> _WHAT THE TASK ASKS_
Reproduce the material below line by line, beginning with its first line and ending with the line that contains "point(1048, 486)"; leave out pictures.

#### RECORDS PROVIDED ####

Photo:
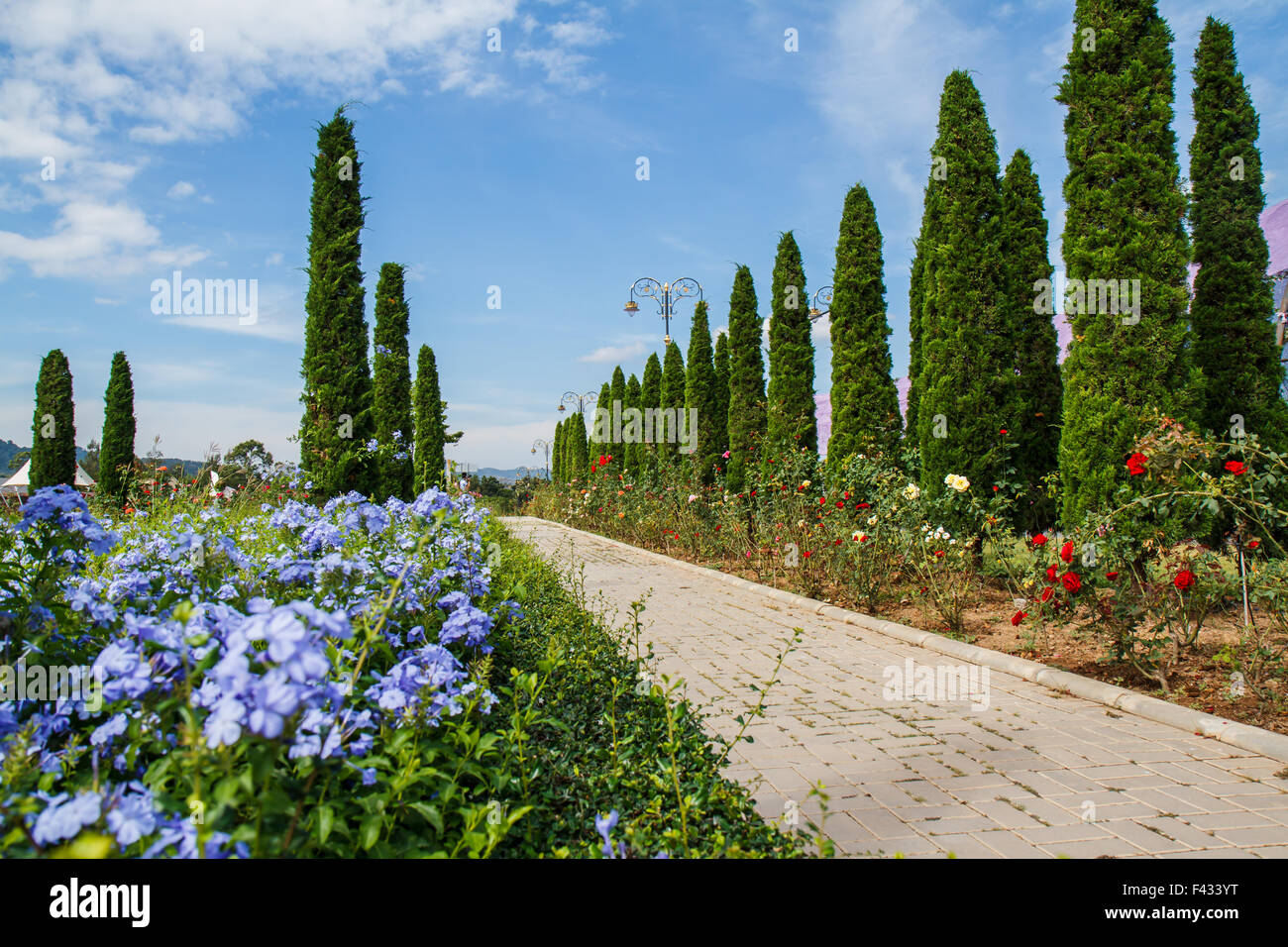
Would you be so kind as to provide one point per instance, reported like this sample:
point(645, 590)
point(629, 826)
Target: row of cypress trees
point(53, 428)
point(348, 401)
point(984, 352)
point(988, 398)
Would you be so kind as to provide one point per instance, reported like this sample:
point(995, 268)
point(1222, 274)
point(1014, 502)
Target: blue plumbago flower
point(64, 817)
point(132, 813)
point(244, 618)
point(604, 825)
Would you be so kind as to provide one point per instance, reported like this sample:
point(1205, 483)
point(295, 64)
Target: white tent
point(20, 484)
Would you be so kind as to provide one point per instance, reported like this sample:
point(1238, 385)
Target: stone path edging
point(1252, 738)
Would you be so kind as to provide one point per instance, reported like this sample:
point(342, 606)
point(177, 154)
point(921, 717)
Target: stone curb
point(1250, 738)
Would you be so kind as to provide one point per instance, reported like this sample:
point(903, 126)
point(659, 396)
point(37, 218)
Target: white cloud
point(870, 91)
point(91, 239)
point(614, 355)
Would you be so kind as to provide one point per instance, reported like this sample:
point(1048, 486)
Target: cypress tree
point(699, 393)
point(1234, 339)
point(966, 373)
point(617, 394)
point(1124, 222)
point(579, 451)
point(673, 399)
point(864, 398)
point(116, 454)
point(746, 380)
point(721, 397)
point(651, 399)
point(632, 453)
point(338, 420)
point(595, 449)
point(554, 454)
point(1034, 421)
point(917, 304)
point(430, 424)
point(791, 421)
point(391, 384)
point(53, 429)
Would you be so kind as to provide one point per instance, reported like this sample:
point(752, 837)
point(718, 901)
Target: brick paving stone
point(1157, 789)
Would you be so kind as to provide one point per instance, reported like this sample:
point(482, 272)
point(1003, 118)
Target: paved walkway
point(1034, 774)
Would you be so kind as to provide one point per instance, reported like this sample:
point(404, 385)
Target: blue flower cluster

####

> _ANSWER FOR THIS EXERCISE_
Photo:
Would you be so kind as to provide one point per instance, reported like this sample:
point(645, 590)
point(629, 826)
Target: row of cypress trees
point(53, 428)
point(348, 401)
point(984, 352)
point(988, 398)
Would you be so kind as to provide one point per instance, reported like this sample:
point(995, 268)
point(1222, 274)
point(1014, 502)
Target: blue plumbago flower
point(64, 817)
point(132, 813)
point(244, 618)
point(604, 825)
Would you be so kind as to provide one point per instance, reported like this sample:
point(1205, 483)
point(295, 64)
Target: white tent
point(20, 484)
Would you be so kind as to provide one point per instance, reported like this sample:
point(1238, 385)
Target: stone path edging
point(1252, 738)
Would you be so kind as to provide one point per instance, reported like this sample:
point(342, 606)
point(177, 154)
point(921, 717)
Target: stone curb
point(1250, 738)
Would you be so kind as to provide one point per instance, reported like this sample:
point(903, 126)
point(659, 396)
point(37, 218)
Target: white cloud
point(870, 91)
point(91, 239)
point(614, 355)
Would you be so kind as to provide one point per instance, reported like this sample:
point(1048, 486)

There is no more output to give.